● Goal of the exercise
Transcribe verbatim the span of lines that opens with the line containing "Could you point at the yellow" and closes with the last line of the data below.

=== Begin Enclosure ===

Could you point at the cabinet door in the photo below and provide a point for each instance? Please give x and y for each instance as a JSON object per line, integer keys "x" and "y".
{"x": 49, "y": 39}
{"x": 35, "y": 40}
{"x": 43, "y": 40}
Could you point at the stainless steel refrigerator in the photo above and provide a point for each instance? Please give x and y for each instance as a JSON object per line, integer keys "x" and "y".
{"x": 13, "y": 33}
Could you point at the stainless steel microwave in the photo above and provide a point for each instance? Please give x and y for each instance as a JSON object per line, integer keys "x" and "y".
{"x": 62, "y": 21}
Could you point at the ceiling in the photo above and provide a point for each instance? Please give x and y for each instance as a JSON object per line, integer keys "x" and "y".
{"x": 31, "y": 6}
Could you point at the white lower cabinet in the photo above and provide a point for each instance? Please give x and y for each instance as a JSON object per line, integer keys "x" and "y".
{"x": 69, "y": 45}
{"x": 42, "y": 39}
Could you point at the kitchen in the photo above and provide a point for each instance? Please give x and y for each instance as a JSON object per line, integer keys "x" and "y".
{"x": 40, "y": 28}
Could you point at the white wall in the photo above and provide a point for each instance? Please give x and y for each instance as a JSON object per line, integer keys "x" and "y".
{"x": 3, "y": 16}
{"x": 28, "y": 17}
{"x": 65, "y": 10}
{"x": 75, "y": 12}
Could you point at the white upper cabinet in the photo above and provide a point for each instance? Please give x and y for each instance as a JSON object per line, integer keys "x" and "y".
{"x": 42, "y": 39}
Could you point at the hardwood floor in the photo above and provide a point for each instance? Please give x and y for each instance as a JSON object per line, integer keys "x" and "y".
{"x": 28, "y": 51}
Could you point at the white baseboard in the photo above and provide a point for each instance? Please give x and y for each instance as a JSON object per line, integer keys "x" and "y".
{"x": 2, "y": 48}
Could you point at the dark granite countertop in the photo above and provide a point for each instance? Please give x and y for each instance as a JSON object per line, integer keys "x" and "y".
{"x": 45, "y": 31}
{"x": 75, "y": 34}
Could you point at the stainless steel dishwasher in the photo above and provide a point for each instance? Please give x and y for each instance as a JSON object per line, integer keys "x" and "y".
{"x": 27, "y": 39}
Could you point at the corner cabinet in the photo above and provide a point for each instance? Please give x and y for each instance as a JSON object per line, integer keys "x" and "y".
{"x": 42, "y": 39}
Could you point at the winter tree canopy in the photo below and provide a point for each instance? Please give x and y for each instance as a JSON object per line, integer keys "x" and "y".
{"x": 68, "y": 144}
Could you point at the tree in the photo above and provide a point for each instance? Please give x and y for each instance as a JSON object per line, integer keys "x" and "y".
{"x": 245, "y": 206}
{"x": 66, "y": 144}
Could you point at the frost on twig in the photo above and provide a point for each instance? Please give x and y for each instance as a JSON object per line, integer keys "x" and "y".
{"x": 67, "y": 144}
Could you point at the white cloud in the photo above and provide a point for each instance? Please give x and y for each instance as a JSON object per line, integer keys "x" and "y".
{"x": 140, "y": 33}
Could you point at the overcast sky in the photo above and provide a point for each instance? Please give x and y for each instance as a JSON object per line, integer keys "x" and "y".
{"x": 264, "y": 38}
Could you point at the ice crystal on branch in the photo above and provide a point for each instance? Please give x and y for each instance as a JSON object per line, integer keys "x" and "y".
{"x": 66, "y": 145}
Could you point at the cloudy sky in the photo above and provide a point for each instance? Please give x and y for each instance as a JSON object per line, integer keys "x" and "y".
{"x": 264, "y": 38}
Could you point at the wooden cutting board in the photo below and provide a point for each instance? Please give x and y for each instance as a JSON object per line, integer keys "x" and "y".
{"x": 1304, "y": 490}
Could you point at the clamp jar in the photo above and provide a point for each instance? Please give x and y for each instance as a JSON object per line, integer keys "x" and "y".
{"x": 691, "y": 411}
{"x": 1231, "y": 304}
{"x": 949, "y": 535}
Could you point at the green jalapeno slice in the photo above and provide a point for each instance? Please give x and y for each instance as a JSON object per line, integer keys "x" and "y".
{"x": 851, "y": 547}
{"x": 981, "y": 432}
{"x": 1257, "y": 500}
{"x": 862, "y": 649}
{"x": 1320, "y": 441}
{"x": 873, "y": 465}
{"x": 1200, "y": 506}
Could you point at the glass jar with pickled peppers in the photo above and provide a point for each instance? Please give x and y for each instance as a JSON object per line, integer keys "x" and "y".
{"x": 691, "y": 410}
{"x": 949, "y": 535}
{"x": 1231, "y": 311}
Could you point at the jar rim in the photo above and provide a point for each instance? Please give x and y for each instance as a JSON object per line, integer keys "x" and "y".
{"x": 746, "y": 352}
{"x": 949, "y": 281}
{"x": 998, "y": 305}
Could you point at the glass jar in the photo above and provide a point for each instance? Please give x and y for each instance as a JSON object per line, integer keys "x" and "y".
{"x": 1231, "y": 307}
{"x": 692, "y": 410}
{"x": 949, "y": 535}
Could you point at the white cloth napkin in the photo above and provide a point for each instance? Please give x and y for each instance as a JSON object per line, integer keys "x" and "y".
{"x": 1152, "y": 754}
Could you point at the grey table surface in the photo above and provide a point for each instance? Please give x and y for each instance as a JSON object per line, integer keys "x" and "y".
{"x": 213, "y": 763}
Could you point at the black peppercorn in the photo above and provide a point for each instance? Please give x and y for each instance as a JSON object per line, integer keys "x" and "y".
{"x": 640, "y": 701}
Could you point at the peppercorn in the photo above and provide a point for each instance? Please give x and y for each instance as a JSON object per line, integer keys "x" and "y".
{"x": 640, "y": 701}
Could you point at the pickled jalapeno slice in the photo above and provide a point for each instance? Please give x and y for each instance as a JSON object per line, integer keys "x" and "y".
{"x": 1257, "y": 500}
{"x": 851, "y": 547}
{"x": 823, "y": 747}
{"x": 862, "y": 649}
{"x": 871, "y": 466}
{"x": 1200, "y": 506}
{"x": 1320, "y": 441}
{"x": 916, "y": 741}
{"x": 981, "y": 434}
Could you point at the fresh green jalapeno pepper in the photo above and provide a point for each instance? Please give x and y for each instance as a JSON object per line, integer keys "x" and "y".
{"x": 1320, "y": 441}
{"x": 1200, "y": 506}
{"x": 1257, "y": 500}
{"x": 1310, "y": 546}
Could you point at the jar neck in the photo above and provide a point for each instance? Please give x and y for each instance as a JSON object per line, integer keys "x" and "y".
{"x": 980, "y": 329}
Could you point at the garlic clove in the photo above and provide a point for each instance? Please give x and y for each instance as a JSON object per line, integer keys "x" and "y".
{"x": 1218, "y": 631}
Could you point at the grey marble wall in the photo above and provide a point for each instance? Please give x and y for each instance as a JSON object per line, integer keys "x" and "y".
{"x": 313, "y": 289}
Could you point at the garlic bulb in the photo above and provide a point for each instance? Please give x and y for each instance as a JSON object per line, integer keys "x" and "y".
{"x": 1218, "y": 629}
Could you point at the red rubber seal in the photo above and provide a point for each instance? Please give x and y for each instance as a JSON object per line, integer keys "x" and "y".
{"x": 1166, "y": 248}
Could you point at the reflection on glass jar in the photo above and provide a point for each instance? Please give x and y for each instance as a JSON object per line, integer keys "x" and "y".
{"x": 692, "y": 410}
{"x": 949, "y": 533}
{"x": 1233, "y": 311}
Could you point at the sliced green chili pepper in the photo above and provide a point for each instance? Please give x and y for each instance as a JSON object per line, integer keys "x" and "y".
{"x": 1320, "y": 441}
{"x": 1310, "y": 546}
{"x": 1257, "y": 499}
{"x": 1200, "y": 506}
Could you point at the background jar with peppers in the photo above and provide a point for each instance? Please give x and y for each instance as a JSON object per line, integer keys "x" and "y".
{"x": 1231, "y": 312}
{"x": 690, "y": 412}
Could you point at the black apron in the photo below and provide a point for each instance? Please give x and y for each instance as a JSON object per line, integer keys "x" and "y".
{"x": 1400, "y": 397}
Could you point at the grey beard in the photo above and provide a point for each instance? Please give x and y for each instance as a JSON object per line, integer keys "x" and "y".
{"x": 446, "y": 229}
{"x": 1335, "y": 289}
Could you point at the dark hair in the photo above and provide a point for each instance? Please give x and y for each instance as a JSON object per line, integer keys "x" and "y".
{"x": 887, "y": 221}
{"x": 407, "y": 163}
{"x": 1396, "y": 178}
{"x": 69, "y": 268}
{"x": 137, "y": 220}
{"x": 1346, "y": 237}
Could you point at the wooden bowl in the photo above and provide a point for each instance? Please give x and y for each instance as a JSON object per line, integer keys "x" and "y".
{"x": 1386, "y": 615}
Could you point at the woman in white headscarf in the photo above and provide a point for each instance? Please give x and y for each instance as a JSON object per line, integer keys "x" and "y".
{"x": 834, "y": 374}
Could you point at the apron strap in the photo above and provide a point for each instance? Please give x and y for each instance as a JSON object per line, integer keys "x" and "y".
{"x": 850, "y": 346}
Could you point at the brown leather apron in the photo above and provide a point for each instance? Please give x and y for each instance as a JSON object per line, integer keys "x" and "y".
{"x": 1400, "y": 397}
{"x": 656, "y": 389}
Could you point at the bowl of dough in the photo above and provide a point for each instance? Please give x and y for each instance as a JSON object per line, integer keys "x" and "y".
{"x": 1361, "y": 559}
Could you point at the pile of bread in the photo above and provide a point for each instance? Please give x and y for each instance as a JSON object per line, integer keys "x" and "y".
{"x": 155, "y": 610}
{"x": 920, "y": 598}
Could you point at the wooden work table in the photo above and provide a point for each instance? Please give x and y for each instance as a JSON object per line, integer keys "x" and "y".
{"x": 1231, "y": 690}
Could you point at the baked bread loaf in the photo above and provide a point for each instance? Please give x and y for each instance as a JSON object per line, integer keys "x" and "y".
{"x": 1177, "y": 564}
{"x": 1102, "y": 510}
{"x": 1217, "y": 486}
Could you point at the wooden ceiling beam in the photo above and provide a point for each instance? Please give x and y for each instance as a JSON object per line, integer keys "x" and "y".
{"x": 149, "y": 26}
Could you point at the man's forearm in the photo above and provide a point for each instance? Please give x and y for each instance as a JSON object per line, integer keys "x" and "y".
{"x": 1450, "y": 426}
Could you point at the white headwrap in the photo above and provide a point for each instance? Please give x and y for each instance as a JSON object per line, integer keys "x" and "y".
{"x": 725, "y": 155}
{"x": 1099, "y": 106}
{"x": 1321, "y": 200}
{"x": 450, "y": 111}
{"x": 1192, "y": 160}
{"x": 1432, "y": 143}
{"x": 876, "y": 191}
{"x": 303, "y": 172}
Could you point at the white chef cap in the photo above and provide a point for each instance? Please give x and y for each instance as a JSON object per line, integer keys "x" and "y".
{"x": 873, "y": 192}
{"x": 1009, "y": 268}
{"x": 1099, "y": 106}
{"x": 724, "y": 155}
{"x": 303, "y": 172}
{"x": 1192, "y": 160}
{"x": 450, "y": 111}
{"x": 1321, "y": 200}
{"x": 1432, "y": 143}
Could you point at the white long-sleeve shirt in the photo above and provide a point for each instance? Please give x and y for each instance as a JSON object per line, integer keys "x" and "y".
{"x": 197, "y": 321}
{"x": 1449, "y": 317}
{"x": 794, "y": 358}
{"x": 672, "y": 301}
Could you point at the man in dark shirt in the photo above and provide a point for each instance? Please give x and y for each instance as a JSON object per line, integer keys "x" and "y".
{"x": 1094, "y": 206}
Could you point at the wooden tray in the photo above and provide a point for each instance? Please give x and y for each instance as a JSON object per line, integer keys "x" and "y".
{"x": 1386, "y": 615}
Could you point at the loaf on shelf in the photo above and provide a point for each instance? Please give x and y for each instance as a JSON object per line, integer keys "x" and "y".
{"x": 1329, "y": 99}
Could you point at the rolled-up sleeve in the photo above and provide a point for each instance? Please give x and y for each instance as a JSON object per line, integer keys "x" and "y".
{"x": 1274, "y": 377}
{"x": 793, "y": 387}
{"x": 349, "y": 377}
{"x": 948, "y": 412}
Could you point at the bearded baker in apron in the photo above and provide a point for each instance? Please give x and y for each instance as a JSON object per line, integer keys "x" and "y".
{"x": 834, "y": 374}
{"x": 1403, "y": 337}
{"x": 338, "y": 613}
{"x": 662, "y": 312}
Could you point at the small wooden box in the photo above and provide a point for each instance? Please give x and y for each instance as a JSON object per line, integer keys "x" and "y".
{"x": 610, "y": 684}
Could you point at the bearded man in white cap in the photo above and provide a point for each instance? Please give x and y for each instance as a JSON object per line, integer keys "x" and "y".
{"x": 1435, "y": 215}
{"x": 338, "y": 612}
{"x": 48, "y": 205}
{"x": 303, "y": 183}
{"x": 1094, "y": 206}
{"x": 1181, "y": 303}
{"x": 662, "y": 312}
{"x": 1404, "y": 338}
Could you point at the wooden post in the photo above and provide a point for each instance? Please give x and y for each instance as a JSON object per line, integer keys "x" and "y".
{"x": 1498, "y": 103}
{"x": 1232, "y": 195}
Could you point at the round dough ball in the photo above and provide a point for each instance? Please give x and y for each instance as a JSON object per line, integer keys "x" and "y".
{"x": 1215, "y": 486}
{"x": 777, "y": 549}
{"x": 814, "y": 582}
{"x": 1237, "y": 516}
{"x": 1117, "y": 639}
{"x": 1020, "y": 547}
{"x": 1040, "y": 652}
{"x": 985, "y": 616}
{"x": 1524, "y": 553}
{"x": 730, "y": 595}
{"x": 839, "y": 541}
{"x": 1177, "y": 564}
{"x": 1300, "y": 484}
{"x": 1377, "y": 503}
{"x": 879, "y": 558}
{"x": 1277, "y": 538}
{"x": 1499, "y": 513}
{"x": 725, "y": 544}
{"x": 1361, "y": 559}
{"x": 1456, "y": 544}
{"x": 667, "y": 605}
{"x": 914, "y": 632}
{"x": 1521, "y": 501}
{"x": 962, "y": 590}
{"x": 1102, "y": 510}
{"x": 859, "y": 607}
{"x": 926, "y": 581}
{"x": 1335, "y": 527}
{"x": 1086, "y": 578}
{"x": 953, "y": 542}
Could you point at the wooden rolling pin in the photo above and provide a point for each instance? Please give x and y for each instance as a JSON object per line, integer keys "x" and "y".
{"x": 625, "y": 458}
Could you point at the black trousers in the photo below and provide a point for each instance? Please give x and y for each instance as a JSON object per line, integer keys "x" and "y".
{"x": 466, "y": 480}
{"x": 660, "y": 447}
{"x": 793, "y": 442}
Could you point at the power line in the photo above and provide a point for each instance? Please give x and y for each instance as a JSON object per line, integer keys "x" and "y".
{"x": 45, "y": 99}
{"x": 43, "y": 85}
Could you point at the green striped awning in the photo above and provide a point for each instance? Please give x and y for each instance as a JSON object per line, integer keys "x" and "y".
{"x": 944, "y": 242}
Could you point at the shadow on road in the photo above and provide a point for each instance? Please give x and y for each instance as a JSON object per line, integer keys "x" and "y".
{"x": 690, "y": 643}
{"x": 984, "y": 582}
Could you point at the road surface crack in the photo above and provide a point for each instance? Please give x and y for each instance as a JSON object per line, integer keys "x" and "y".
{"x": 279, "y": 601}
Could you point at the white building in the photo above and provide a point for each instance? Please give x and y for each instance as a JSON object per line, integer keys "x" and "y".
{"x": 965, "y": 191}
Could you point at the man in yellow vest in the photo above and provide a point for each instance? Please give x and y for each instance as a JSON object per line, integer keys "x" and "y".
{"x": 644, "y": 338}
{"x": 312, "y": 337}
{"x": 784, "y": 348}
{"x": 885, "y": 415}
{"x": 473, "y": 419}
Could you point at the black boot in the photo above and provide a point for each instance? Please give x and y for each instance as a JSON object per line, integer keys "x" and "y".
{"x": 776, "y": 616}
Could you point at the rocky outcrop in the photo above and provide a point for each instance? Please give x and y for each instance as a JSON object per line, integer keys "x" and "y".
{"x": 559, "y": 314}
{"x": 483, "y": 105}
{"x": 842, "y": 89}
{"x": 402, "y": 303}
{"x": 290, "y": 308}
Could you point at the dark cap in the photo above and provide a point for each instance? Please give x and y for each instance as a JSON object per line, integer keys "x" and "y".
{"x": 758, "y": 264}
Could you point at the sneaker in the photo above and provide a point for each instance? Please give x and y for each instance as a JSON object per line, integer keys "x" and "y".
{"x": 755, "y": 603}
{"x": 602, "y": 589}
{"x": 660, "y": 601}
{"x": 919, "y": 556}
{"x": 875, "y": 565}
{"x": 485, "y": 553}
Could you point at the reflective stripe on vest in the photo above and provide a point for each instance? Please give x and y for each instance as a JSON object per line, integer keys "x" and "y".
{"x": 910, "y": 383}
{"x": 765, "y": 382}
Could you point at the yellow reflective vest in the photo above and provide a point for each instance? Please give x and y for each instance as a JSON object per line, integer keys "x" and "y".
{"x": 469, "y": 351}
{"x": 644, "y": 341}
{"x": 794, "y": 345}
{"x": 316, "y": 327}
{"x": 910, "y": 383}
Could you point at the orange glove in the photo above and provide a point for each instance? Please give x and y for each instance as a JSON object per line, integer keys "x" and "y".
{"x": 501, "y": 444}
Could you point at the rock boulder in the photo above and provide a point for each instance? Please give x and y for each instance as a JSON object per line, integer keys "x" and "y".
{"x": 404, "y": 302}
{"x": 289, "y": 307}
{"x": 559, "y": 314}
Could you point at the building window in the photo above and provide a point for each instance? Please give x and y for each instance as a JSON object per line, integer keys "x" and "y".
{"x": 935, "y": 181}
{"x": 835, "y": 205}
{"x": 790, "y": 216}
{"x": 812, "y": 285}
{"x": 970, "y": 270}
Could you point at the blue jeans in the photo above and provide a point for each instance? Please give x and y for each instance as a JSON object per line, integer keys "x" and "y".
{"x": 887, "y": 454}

=== End Enclosure ===

● Solution to this exercise
Could you point at the yellow reflective vest in the photo above and provide a point for each instance? Please give x and y for each instance as a JSON object per line, integer keys "x" and "y".
{"x": 469, "y": 351}
{"x": 644, "y": 341}
{"x": 794, "y": 345}
{"x": 316, "y": 327}
{"x": 910, "y": 383}
Could you point at the orange glove in the photo above and provide a point for each instance? Please give x and y for each instance as a JSON object per line, integer keys "x" and "y".
{"x": 501, "y": 444}
Could you point at the rock boulder in the photo above and provide a point for each instance? Please give x and y for each instance as a JSON object per line, integer keys "x" and "y".
{"x": 404, "y": 302}
{"x": 289, "y": 307}
{"x": 559, "y": 314}
Could you point at the building window in the photo above and provide a point for each instance? Please give x and y for each instance as a JSON object per line, integer keys "x" and "y".
{"x": 935, "y": 181}
{"x": 835, "y": 205}
{"x": 790, "y": 216}
{"x": 812, "y": 285}
{"x": 970, "y": 270}
Could you point at the blue jeans in the photo above and provide a point for each instance? Please give x and y for each instance as a JSON object per line, integer keys "x" and "y".
{"x": 887, "y": 454}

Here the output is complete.